■ **Problema breve**
Dispón como lista numerada las líneas que van desde la que contiene "to locate round" hasta la última, ambas incluidas, y omite las líneas en blanco.

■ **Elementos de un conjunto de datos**
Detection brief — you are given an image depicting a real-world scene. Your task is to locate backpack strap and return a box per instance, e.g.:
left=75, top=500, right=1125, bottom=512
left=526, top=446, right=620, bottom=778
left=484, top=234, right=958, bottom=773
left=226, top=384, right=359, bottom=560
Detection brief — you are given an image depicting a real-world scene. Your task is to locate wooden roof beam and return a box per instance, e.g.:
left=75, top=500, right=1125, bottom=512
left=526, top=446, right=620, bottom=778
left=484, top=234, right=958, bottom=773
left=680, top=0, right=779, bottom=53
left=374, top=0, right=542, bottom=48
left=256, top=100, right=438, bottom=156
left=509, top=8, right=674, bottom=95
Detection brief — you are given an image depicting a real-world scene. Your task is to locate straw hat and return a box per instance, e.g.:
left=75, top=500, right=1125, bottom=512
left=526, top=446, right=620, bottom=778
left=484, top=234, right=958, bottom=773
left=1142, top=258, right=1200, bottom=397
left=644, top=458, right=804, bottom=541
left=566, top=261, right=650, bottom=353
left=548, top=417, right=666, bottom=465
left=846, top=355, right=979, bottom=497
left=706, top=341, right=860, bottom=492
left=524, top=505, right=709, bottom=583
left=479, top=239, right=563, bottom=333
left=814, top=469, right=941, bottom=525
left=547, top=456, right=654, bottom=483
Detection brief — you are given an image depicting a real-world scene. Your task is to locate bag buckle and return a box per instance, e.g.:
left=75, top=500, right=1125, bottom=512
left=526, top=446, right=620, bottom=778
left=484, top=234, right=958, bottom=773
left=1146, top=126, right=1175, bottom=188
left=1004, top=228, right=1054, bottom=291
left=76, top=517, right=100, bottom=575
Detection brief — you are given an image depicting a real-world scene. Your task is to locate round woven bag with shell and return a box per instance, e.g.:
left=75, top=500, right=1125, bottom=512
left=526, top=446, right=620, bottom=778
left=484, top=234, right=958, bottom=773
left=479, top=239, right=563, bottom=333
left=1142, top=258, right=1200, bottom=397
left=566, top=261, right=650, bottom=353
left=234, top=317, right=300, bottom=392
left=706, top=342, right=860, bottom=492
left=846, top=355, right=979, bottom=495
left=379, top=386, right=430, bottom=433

■ **Respuesta a esto**
1. Detection brief — you are given an image depicting a real-world scene. Your task is to locate round woven bag with shell and return a box per instance, e.g.:
2. left=75, top=500, right=1125, bottom=512
3. left=526, top=446, right=620, bottom=778
4. left=484, top=234, right=958, bottom=773
5. left=479, top=239, right=563, bottom=333
6. left=1142, top=258, right=1200, bottom=397
7. left=566, top=261, right=650, bottom=353
8. left=234, top=317, right=300, bottom=392
9. left=706, top=342, right=860, bottom=492
10. left=846, top=355, right=979, bottom=495
11. left=379, top=386, right=430, bottom=433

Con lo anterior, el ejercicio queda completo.